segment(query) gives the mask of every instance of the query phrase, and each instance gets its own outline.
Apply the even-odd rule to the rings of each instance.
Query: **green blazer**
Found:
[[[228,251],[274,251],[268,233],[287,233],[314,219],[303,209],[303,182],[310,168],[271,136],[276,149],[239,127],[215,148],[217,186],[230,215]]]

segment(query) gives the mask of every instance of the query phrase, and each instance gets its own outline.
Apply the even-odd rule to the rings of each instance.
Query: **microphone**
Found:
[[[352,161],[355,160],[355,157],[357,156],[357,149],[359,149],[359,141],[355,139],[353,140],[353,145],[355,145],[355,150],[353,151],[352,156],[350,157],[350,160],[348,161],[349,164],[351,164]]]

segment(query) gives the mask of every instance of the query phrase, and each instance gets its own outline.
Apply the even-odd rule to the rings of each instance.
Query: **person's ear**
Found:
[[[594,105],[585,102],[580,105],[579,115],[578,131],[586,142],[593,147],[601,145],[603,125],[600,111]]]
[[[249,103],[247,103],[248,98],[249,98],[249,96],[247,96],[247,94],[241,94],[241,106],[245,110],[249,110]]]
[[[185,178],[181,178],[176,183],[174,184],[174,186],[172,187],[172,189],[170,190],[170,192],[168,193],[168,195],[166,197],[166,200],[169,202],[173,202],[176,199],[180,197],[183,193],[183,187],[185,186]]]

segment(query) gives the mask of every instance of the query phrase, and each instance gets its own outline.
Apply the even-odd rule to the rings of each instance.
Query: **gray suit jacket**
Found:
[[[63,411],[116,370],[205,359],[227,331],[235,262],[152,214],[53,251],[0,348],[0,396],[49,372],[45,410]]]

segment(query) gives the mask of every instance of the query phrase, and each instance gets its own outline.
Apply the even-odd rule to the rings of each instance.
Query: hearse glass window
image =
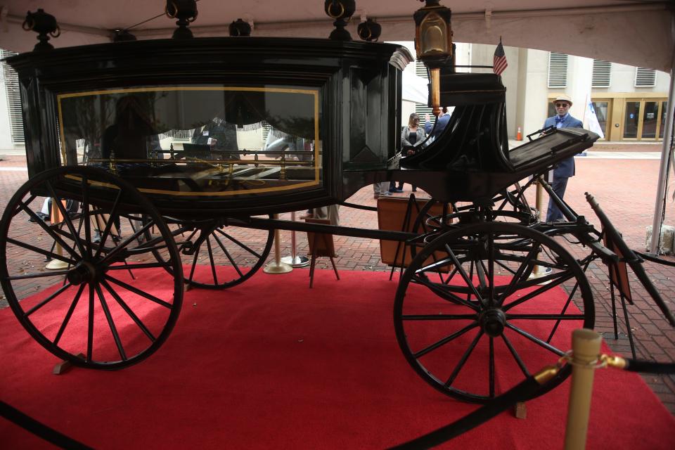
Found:
[[[172,86],[57,96],[62,164],[143,191],[233,195],[321,184],[319,92]]]

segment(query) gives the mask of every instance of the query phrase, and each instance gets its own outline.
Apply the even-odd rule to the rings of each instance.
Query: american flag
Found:
[[[504,47],[501,45],[501,38],[499,38],[499,45],[495,49],[494,56],[492,58],[492,71],[501,75],[508,65],[506,53],[504,53]]]

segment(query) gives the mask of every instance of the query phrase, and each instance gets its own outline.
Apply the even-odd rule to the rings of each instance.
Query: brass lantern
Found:
[[[439,0],[425,1],[426,4],[415,12],[415,51],[417,59],[431,72],[431,103],[434,115],[441,113],[441,68],[452,60],[452,28],[449,8]]]

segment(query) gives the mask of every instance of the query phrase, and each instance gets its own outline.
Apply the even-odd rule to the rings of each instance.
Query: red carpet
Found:
[[[97,449],[382,449],[477,408],[405,361],[388,274],[342,271],[338,281],[317,271],[312,290],[307,274],[187,292],[163,347],[115,372],[52,375],[57,359],[3,310],[0,397]],[[561,449],[568,388],[529,402],[525,420],[503,413],[442,448]],[[6,420],[0,436],[3,448],[51,448]],[[596,372],[587,448],[674,441],[675,420],[639,376]]]

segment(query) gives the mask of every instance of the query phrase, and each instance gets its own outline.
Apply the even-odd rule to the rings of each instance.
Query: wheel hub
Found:
[[[486,309],[479,319],[480,326],[488,336],[496,338],[501,335],[506,326],[506,315],[501,309]]]
[[[70,269],[66,278],[72,285],[79,285],[94,279],[96,275],[96,267],[90,262],[80,261]]]

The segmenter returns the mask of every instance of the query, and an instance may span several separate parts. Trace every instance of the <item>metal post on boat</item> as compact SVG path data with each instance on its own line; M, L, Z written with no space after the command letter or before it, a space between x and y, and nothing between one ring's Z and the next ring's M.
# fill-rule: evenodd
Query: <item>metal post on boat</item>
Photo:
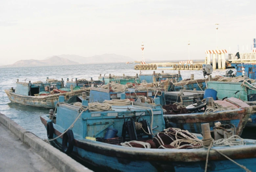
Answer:
M214 106L214 102L212 97L206 97L206 104L208 106L213 107Z
M52 120L53 119L53 109L50 109L49 118L50 120Z
M209 75L209 81L212 81L212 75Z
M184 90L183 89L180 89L179 90L179 96L182 96L184 95L183 93Z
M207 140L212 138L211 135L211 130L209 123L201 124L201 128L202 128L203 138L204 140Z
M82 93L82 98L83 100L85 100L86 99L86 93L85 92L83 92Z
M191 80L194 80L194 74L191 74L191 75L190 75L190 79Z
M126 98L126 95L125 93L122 93L121 94L121 97L120 99L121 100L124 100Z

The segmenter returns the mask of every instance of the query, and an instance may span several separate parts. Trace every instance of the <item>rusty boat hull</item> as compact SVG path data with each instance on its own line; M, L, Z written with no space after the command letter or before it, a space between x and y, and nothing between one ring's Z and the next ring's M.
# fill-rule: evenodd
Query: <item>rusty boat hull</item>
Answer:
M55 108L58 101L59 96L64 96L65 101L74 96L81 96L83 92L85 92L88 96L89 88L74 90L72 92L43 96L24 96L15 93L11 89L5 90L5 92L12 102L22 105L36 107L50 108Z

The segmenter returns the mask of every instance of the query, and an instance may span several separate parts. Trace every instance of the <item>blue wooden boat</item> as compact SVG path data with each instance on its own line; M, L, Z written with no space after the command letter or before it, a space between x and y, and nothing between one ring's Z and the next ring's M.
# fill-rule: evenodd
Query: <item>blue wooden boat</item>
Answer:
M129 76L123 74L122 76L119 76L109 74L108 76L102 76L100 74L98 78L99 81L104 82L105 84L112 82L122 85L125 85L128 83L140 83L138 74L135 76Z
M140 83L145 82L147 83L159 82L168 79L173 82L178 82L182 80L181 75L178 71L178 73L165 73L163 71L162 73L156 73L153 71L152 74L140 74L139 75Z
M212 78L211 81L218 81L220 78L219 75L215 76ZM204 91L207 88L206 83L208 81L209 81L208 78L195 80L184 79L177 83L173 83L173 86L171 86L169 91L178 91L181 89Z
M112 139L120 138L123 133L124 121L127 122L128 119L133 119L131 121L138 121L141 120L140 118L142 120L142 117L149 123L152 122L153 127L157 127L155 129L163 131L165 123L159 102L156 102L155 105L135 103L133 105L136 107L131 105L113 105L110 111L86 110L81 112L82 108L81 107L64 103L63 98L60 97L59 99L56 118L46 115L41 116L41 120L47 129L49 138L56 139L54 142L62 148L63 152L71 154L82 162L88 162L97 169L102 167L104 170L111 171L204 171L207 154L205 148L145 149L121 146L120 144L113 142L110 144L111 139L105 139L108 140L107 143L95 139L96 137L102 138L107 135L109 127L118 131L115 134L118 137ZM83 101L82 104L85 106L85 108L88 105L86 101ZM152 121L151 117L153 116L151 110L145 109L149 108L152 109L153 114ZM80 116L78 116L78 114ZM76 119L77 120L72 129L67 130ZM148 130L151 130L152 128L149 127ZM149 136L144 135L141 139L146 138L148 138ZM246 141L246 145L213 148L253 170L256 162L255 141ZM212 150L210 151L208 164L208 171L238 172L242 169Z
M221 101L214 102L221 105L227 103L226 101ZM240 108L233 106L233 108L235 108L230 109L229 106L232 105L231 104L236 104L232 103L232 102L229 102L230 104L226 106L228 107L226 109L218 110L216 109L214 111L208 112L207 111L204 112L206 108L206 102L205 104L200 102L198 105L197 105L196 103L193 104L196 107L190 109L193 110L179 107L175 105L164 106L163 108L166 110L164 116L167 127L175 127L192 133L200 133L202 132L201 124L202 124L209 123L212 130L215 126L215 123L220 122L222 124L233 125L236 128L236 134L241 135L248 119L253 113L252 112L256 110L256 106ZM197 105L200 108L196 108ZM200 110L203 107L204 110Z
M165 104L164 90L158 88L145 88L143 90L139 90L136 88L126 88L123 91L115 91L111 86L109 88L91 87L90 92L90 102L97 102L102 103L105 100L121 99L122 93L124 93L125 97L132 101L137 101L139 99L141 102L152 103L156 98L159 98L160 104L163 105ZM147 89L148 89L147 90Z
M73 79L70 81L68 78L67 78L66 87L68 88L70 88L70 86L72 85L73 88L75 88L76 86L79 87L80 88L92 86L96 87L104 84L105 84L105 83L104 82L99 80L94 81L92 80L92 78L91 78L90 80L87 80L85 79L78 80L77 78L76 78L74 81L73 81Z
M222 81L224 79L224 78L221 78ZM256 90L254 90L255 88L254 86L256 86L256 83L250 84L242 81L243 82L209 81L207 84L209 87L213 88L217 91L217 96L219 100L234 97L247 103L256 101ZM251 116L247 126L256 126L256 113L253 113Z
M18 80L15 88L12 88L10 89L6 89L5 92L12 102L25 105L46 108L54 108L58 102L59 96L64 96L65 101L66 101L72 96L81 96L82 93L85 92L84 89L81 89L69 92L62 91L63 88L65 89L63 80L61 81L49 81L32 83L30 81L25 83L19 82ZM89 89L85 89L87 93L89 92ZM46 90L48 91L45 91ZM51 94L50 91L55 94ZM52 93L53 91L56 92ZM58 93L61 92L63 92ZM40 96L39 94L40 93L42 93L41 95L45 95ZM89 95L88 93L87 95Z

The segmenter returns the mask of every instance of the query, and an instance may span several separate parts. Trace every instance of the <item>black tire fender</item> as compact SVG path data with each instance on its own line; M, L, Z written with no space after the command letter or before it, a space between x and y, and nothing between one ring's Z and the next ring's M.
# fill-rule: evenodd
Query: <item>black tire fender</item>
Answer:
M66 154L72 153L74 143L73 131L69 129L64 134L62 139L62 150L63 152Z
M47 123L46 127L47 130L47 137L48 139L51 139L53 138L53 134L54 133L54 128L53 127L53 124L51 121Z

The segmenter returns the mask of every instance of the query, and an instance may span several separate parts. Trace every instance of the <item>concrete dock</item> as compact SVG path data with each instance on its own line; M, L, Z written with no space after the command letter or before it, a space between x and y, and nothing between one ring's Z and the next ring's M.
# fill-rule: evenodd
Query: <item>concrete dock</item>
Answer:
M92 171L0 113L0 171Z

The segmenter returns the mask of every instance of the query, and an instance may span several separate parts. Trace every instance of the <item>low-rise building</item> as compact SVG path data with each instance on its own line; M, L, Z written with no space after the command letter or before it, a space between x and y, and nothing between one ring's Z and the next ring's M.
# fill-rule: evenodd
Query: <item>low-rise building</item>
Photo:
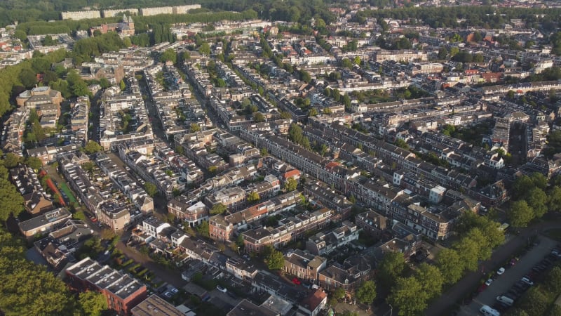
______________________________
Show each line of the items above that contains the word "rusty", reproducing every such line in full.

The segmenter returns the mask of every instance of the query, and an instance may span several separate parts. Trace every instance of the <item>rusty boat hull</item> as compact SVG path data with each instance on its own line; M, L, Z written with no space after the command letter or before it, a space between x and y, and nothing between one ring's Z and the next ring's M.
Query: <item>rusty boat hull</item>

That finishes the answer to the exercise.